Supplied data Start Marker
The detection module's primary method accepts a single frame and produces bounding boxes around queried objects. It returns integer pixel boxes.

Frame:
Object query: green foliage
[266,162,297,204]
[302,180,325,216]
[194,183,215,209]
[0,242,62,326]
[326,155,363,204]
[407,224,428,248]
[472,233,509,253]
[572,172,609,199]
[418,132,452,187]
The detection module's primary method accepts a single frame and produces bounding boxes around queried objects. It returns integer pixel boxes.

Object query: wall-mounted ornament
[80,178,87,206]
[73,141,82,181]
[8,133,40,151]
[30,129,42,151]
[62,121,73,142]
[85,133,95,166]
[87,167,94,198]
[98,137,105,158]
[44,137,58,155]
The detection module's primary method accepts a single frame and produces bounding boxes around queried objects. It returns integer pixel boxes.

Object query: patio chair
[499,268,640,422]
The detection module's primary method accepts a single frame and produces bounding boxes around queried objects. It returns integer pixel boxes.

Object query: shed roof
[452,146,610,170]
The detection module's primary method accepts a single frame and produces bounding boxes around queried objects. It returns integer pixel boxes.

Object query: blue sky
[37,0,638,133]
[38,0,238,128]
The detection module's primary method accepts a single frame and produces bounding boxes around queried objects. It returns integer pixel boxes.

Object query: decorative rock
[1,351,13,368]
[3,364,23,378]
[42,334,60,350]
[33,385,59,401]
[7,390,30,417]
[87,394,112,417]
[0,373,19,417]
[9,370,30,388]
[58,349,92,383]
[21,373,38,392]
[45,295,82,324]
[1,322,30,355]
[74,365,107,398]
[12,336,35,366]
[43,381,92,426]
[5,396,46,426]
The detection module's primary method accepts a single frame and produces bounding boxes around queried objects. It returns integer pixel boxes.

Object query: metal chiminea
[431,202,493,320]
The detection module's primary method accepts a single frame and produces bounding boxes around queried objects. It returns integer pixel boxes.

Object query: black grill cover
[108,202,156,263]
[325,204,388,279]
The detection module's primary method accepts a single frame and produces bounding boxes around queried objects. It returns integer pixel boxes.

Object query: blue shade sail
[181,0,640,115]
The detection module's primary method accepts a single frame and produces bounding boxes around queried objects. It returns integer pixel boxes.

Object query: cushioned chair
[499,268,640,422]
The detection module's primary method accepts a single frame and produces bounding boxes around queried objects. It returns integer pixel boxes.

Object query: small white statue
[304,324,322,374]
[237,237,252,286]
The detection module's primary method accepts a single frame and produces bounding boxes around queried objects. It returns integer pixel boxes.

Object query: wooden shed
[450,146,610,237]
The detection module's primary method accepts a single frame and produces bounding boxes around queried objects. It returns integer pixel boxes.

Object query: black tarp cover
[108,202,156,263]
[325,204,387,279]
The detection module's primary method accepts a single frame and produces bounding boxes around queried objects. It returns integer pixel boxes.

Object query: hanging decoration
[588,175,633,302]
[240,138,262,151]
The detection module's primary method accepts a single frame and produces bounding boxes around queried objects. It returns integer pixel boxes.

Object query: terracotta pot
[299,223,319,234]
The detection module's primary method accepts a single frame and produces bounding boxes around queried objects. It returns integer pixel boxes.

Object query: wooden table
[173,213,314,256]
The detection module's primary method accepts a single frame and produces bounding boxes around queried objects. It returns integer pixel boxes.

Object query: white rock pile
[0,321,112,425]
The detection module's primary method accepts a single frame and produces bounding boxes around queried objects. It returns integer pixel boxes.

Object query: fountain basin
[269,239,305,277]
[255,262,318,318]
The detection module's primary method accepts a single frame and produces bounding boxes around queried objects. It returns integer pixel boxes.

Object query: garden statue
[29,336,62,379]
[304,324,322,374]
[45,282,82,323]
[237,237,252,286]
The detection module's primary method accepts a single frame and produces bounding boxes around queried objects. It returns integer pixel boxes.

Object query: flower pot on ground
Supplied data End Marker
• **What the task requires**:
Restate the full data above, keeping each word intact.

• **Response for this exercise**:
The detection module's primary method accepts a single frame and produces bounding boxes around queried objects. It returns integer pixel boxes.

Frame:
Object query: green foliage
[266,162,297,204]
[302,180,325,216]
[194,183,215,209]
[0,242,62,326]
[326,155,363,204]
[407,224,428,248]
[472,233,509,253]
[572,172,609,199]
[418,132,452,187]
The detection module's primary method accepts a single frame and produces bounding boxes around queried objects. It returns integer pixel boxes.

Object query: wall-mounted ornament
[80,178,87,206]
[73,141,82,181]
[8,133,40,151]
[30,129,42,151]
[62,121,73,142]
[85,133,95,166]
[87,167,94,198]
[98,137,105,158]
[44,137,58,155]
The detection module's primary method accepts a single frame and produces bounding boxes around queried objects. It returns integer pixel boxes.

Object query: patio chair
[499,268,640,422]
The detection module's primary method accepts a single frame and produces bounding boxes around queried objects. It returns integer pixel boxes.

Object query: shed roof
[452,146,610,170]
The detection module's primary method accepts a single frame and produces bounding boxes around queried objects. It returns integer pixel boxes.

Object query: blue sky
[37,0,638,133]
[38,0,238,128]
The detection module's primary method accepts a single frame and produces bounding boxes around queried objects. It returns integer pixel boxes.

Object query: decorative rock
[1,351,13,368]
[3,364,23,378]
[42,334,60,350]
[33,385,59,401]
[7,390,30,417]
[87,394,112,417]
[0,373,19,417]
[9,370,30,388]
[58,349,92,383]
[21,373,38,392]
[45,295,82,324]
[1,322,30,355]
[74,365,107,398]
[12,336,35,366]
[43,381,92,426]
[5,396,46,426]
The detection module's primary method accepts a single frame and produces bounding boxes around queried objects. It returns integer pixel boxes.

Object query: metal chiminea
[431,202,493,320]
The detection module's primary method accepts a single frame and produces bounding boxes around queried objects. It returns integer pixel boxes.

Object query: black grill cover
[108,202,156,263]
[325,204,388,279]
The detection module's primary method accepts a single frame and produces bounding boxes around queried objects. It returns integer pixel boxes.

Object query: blue shade sail
[181,0,640,115]
The detection module's primary method accepts a single frame and produces bounding boxes around queried objects. It returns integer pixel boxes.

Object query: cushioned chair
[499,268,640,422]
The detection module's primary method accepts a single frame and produces bounding boxes around queried objects. It returns integer pixel boxes.

Object query: small white statue
[304,324,322,374]
[237,237,252,286]
The detection module's primary method accepts a single frame and produces bounding boxes around queried objects. It returns integer pixel boxes.

Object query: wooden shed
[450,146,610,237]
The detection module's primary method accepts a single frame and produces bounding boxes around queried objects. It returns integer pixel boxes.

Object query: black tarp cover
[108,202,156,263]
[325,204,387,279]
The detection module's primary method accepts a single frame and produces bounding boxes around queried objects. It returns integer pixel boxes.

Object query: hanging decoration
[588,175,633,302]
[240,138,262,151]
The detection module's primary method accepts a single frame and produces bounding boxes around queried objects. It returns integer pixel boxes.

Object query: terracotta pot
[299,223,319,234]
The detection module's primary method accepts a single frame and produces bounding boxes around queried objects. It returns integer pixel boxes.

Object query: wooden table
[173,213,314,256]
The detection module's primary method accepts a single frame and produces bounding boxes around queried objects. It returns integer pixel boxes.

Object query: white rock pile
[0,321,112,425]
The detection module's primary method accepts a single frame and produces bounding boxes around queried objects. It returns integer pixel boxes.

Object query: fountain basin
[269,239,305,277]
[255,262,318,318]
The detection module's primary method accepts a single frame and produces bounding boxes around queried objects. It returns integer pixel boxes.

Object query: garden statue
[29,336,62,379]
[304,324,322,374]
[45,282,82,323]
[237,237,252,286]
The detection module's primary method accepts a single frame and produces bounding boxes around queried objects. It returns integer pixel boxes.

Object query: flower pot on ground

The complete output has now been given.